[Source listing]
_ _ _ _
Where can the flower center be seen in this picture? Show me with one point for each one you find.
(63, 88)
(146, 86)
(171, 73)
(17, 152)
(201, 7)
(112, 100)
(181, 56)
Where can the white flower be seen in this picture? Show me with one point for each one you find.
_ _ _ _
# AIM OF THE EXERCISE
Pull out every line of the listing that has the word "Where" in it. Upper and lower case must match.

# TASK SOLUTION
Where can the flower center be seen in this picture? Show me with one point for each one you find.
Where can the white flower be seen in this picture? Show me with one point for each one you find.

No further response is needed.